• _Objective_
Format every line of the data below as a Markdown table with two columns, Row and Line. Number the rows in order and leave out blank lines.

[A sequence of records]
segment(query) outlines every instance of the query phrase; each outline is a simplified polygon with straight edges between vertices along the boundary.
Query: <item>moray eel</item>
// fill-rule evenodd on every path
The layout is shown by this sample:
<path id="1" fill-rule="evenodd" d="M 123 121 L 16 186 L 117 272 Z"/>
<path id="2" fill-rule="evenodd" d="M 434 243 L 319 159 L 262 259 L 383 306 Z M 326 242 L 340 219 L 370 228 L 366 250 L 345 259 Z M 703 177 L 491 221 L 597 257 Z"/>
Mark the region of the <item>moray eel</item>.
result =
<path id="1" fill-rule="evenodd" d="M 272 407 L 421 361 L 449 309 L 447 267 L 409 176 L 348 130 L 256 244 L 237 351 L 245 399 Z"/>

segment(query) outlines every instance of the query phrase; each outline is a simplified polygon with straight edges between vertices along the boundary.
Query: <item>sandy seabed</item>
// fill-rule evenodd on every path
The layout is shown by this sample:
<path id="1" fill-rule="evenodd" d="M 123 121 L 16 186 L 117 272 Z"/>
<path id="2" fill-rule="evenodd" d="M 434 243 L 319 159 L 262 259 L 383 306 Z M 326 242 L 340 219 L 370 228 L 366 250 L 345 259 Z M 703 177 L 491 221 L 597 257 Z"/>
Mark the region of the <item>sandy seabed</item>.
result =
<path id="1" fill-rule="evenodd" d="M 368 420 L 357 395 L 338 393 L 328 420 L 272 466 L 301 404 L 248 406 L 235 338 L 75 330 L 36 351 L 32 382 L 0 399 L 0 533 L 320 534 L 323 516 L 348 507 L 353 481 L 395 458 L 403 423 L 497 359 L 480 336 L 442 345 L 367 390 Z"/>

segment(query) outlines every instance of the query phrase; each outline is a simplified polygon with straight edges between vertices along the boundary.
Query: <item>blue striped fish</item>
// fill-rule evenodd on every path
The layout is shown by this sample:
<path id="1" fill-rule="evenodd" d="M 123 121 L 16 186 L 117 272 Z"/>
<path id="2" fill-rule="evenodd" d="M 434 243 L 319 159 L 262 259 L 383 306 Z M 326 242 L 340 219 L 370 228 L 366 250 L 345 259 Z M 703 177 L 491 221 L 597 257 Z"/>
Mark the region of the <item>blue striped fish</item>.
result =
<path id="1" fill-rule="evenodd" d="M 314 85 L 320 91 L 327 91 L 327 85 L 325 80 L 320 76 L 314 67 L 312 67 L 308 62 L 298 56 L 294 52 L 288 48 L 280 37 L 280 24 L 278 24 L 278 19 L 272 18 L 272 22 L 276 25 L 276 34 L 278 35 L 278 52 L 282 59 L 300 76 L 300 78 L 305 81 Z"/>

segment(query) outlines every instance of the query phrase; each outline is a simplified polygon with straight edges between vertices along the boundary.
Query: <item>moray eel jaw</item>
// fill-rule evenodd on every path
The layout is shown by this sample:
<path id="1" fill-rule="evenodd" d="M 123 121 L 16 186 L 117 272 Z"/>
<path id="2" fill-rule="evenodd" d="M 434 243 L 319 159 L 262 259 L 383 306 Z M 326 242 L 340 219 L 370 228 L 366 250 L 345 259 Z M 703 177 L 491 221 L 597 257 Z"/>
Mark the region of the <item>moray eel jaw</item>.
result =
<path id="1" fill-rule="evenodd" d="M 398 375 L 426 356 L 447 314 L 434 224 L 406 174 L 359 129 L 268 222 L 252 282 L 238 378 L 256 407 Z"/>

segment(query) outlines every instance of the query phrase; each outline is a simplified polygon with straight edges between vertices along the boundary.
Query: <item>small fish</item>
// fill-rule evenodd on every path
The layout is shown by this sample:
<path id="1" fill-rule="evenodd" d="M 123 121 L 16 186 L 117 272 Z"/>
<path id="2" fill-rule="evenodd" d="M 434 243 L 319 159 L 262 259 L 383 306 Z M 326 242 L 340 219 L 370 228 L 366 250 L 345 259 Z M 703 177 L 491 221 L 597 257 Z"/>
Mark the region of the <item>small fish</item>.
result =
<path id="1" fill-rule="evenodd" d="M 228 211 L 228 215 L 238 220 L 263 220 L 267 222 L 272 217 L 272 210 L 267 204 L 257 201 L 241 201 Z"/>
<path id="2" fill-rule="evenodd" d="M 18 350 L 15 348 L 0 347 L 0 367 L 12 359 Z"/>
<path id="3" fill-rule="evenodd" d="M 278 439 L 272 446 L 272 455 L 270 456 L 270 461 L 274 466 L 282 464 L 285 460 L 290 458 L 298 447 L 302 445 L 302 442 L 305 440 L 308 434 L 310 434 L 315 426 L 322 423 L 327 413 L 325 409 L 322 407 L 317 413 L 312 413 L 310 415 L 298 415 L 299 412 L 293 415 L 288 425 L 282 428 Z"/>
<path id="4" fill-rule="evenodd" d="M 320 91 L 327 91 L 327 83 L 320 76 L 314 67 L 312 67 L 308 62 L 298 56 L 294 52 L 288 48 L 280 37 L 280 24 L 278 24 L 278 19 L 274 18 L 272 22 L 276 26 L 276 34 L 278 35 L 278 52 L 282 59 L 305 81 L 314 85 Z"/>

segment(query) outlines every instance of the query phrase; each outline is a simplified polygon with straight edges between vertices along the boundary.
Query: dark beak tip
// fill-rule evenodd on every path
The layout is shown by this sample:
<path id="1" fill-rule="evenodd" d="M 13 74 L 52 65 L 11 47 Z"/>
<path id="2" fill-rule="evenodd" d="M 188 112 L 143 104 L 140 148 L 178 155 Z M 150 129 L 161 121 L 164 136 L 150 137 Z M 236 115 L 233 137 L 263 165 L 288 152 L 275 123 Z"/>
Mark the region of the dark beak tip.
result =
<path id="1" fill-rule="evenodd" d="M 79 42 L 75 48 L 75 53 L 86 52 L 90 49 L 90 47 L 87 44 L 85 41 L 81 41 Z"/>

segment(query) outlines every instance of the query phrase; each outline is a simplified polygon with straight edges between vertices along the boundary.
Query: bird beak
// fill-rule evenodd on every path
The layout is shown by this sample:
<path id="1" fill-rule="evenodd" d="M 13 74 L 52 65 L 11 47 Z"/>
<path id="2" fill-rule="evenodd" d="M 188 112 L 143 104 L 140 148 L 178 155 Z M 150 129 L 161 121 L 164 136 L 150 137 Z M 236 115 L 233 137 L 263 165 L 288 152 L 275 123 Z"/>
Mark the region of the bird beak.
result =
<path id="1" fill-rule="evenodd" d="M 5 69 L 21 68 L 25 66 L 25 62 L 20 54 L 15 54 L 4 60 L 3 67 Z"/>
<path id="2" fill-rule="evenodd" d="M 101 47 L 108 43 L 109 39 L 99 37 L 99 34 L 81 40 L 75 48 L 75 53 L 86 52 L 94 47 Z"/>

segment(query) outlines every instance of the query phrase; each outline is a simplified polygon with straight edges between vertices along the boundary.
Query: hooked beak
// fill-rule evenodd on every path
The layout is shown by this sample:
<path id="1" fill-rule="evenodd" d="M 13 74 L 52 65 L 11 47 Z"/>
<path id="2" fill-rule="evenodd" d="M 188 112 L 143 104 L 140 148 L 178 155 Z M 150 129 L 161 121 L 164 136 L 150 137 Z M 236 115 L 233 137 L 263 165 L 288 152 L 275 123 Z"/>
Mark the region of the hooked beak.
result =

• _Exercise solution_
| Row | Line |
|---|---|
| 1 | segment(query) outlines every instance of the query phrase; each outline is a simplified polygon with straight edges between vertices along the boundary. |
| 2 | Query: <item>moray eel</item> |
| 3 | // fill-rule evenodd on every path |
| 4 | The layout is shown by this sample: |
| 5 | <path id="1" fill-rule="evenodd" d="M 123 121 L 16 186 L 117 272 Z"/> |
| 6 | <path id="2" fill-rule="evenodd" d="M 434 243 L 319 159 L 262 259 L 383 306 Z M 326 242 L 340 219 L 370 228 L 366 250 L 345 259 Z M 703 177 L 491 221 L 597 257 Z"/> |
| 7 | Mark the region of the <item>moray eel</item>. |
| 8 | result = |
| 9 | <path id="1" fill-rule="evenodd" d="M 272 407 L 421 361 L 449 309 L 447 267 L 409 176 L 348 130 L 256 244 L 237 351 L 245 399 Z"/> |
| 10 | segment(query) outlines every instance of the query phrase; each outline is a simplified polygon with straight edges between vertices along the boundary. |
| 11 | Query: <item>sandy seabed</item> |
| 12 | // fill-rule evenodd on every path |
| 13 | The layout is shown by this sample: |
| 14 | <path id="1" fill-rule="evenodd" d="M 123 121 L 16 186 L 117 272 Z"/> |
| 15 | <path id="2" fill-rule="evenodd" d="M 434 243 L 319 159 L 262 259 L 383 306 Z M 326 242 L 340 219 L 370 228 L 366 250 L 345 259 Z M 703 177 L 491 221 L 597 257 Z"/> |
| 16 | Mark the region of the <item>sandy seabed</item>. |
| 17 | result = |
| 18 | <path id="1" fill-rule="evenodd" d="M 368 420 L 357 395 L 338 393 L 328 420 L 272 466 L 301 404 L 248 406 L 235 338 L 75 330 L 36 351 L 32 382 L 0 399 L 0 533 L 320 534 L 323 516 L 348 507 L 353 481 L 395 458 L 403 423 L 497 359 L 480 336 L 442 345 L 367 390 Z"/> |
| 19 | segment(query) outlines every instance of the query phrase; each outline is a simplified polygon with straight edges between vertices along the boundary. |
| 20 | Query: <item>blue striped fish</item> |
| 21 | // fill-rule evenodd on every path |
| 22 | The layout is shown by this sample: |
| 23 | <path id="1" fill-rule="evenodd" d="M 123 121 L 16 186 L 117 272 Z"/> |
| 24 | <path id="2" fill-rule="evenodd" d="M 434 243 L 319 159 L 262 259 L 383 306 Z M 326 242 L 340 219 L 370 228 L 366 250 L 345 259 Z M 703 177 L 491 221 L 597 257 Z"/> |
| 25 | Mark the region of the <item>blue striped fish</item>. |
| 26 | result = |
| 27 | <path id="1" fill-rule="evenodd" d="M 314 85 L 320 91 L 327 91 L 327 85 L 325 80 L 320 76 L 314 67 L 312 67 L 308 62 L 298 56 L 294 52 L 288 48 L 280 37 L 280 24 L 278 24 L 278 19 L 272 18 L 272 22 L 276 25 L 276 34 L 278 35 L 278 52 L 282 59 L 300 76 L 300 78 L 305 81 Z"/> |
| 28 | segment(query) outlines every instance of the query phrase; each outline is a simplified polygon with straight edges between vertices along the boundary. |
| 29 | Query: <item>moray eel jaw</item> |
| 30 | // fill-rule evenodd on every path |
| 31 | The layout is shown by this sample: |
| 32 | <path id="1" fill-rule="evenodd" d="M 123 121 L 16 186 L 117 272 Z"/> |
| 33 | <path id="2" fill-rule="evenodd" d="M 434 243 L 319 159 L 262 259 L 383 306 Z M 326 242 L 340 219 L 370 228 L 366 250 L 345 259 Z M 703 177 L 491 221 L 597 257 Z"/> |
| 34 | Mark the region of the <item>moray eel jaw</item>. |
| 35 | result = |
| 36 | <path id="1" fill-rule="evenodd" d="M 398 375 L 426 356 L 447 314 L 434 224 L 406 174 L 359 129 L 268 222 L 252 282 L 238 378 L 256 407 Z"/> |
| 37 | segment(query) outlines every instance of the query phrase; each outline is a simplified polygon with straight edges between vertices along the boundary. |
| 38 | Query: <item>small fish</item> |
| 39 | // fill-rule evenodd on every path |
| 40 | The layout is shown by this sample: |
| 41 | <path id="1" fill-rule="evenodd" d="M 123 121 L 16 186 L 117 272 Z"/> |
| 42 | <path id="2" fill-rule="evenodd" d="M 434 243 L 319 159 L 262 259 L 383 306 Z M 326 242 L 340 219 L 370 228 L 366 250 L 345 259 Z M 703 177 L 491 221 L 597 257 Z"/> |
| 43 | Mark the region of the <item>small fish</item>. |
| 44 | result = |
| 45 | <path id="1" fill-rule="evenodd" d="M 228 211 L 228 215 L 238 220 L 263 220 L 267 222 L 272 217 L 272 210 L 267 204 L 257 201 L 241 201 Z"/> |
| 46 | <path id="2" fill-rule="evenodd" d="M 18 350 L 15 348 L 0 347 L 0 367 L 12 359 Z"/> |
| 47 | <path id="3" fill-rule="evenodd" d="M 278 439 L 272 446 L 272 455 L 270 456 L 270 461 L 274 466 L 282 464 L 285 460 L 290 458 L 298 447 L 302 445 L 302 442 L 305 440 L 308 434 L 310 434 L 315 426 L 322 423 L 327 413 L 325 409 L 322 407 L 317 413 L 312 413 L 310 415 L 298 415 L 299 412 L 293 415 L 288 425 L 282 428 Z"/> |
| 48 | <path id="4" fill-rule="evenodd" d="M 320 91 L 327 91 L 327 83 L 320 76 L 314 67 L 312 67 L 308 62 L 298 56 L 294 52 L 288 48 L 280 37 L 280 24 L 278 24 L 278 19 L 274 18 L 272 22 L 276 26 L 276 34 L 278 35 L 278 52 L 282 59 L 305 81 L 314 85 Z"/> |
| 49 | segment(query) outlines every instance of the query phrase; each outline is a simplified polygon with straight edges between vertices along the boundary. |
| 50 | Query: dark beak tip |
| 51 | // fill-rule evenodd on every path |
| 52 | The layout is shown by this sample: |
| 53 | <path id="1" fill-rule="evenodd" d="M 13 74 L 52 65 L 11 47 Z"/> |
| 54 | <path id="2" fill-rule="evenodd" d="M 188 112 L 143 104 L 140 148 L 178 155 Z M 150 129 L 161 121 L 164 136 L 150 137 Z M 236 115 L 233 137 L 263 165 L 288 152 L 275 123 Z"/> |
| 55 | Mark the region of the dark beak tip. |
| 56 | result = |
| 57 | <path id="1" fill-rule="evenodd" d="M 79 42 L 75 48 L 75 53 L 86 52 L 90 49 L 90 47 L 87 44 L 85 41 L 81 41 Z"/> |
| 58 | segment(query) outlines every instance of the query phrase; each outline is a simplified polygon with straight edges between vertices along the boundary. |
| 59 | Query: bird beak |
| 60 | // fill-rule evenodd on every path |
| 61 | The layout is shown by this sample: |
| 62 | <path id="1" fill-rule="evenodd" d="M 13 74 L 52 65 L 11 47 Z"/> |
| 63 | <path id="2" fill-rule="evenodd" d="M 188 112 L 143 104 L 140 148 L 178 155 Z M 150 129 L 161 121 L 164 136 L 150 137 Z M 236 115 L 233 137 L 263 165 L 288 152 L 275 123 Z"/> |
| 64 | Mark the region of the bird beak. |
| 65 | result = |
| 66 | <path id="1" fill-rule="evenodd" d="M 5 69 L 21 68 L 25 66 L 25 62 L 20 54 L 15 54 L 4 60 L 3 67 Z"/> |
| 67 | <path id="2" fill-rule="evenodd" d="M 101 47 L 108 43 L 109 39 L 99 37 L 99 34 L 81 40 L 75 48 L 75 53 L 86 52 L 94 47 Z"/> |
| 68 | segment(query) outlines every instance of the query phrase; each outline is a simplified polygon with straight edges between vertices along the boundary. |
| 69 | Query: hooked beak |
| 70 | // fill-rule evenodd on every path |
| 71 | The layout is shown by this sample: |
| 72 | <path id="1" fill-rule="evenodd" d="M 13 74 L 52 65 L 11 47 Z"/> |
| 73 | <path id="2" fill-rule="evenodd" d="M 188 112 L 143 104 L 140 148 L 178 155 Z M 150 129 L 161 121 L 164 136 L 150 137 Z M 236 115 L 233 137 L 263 165 L 288 152 L 275 123 Z"/> |
| 74 | Mark the region of the hooked beak. |
| 75 | result = |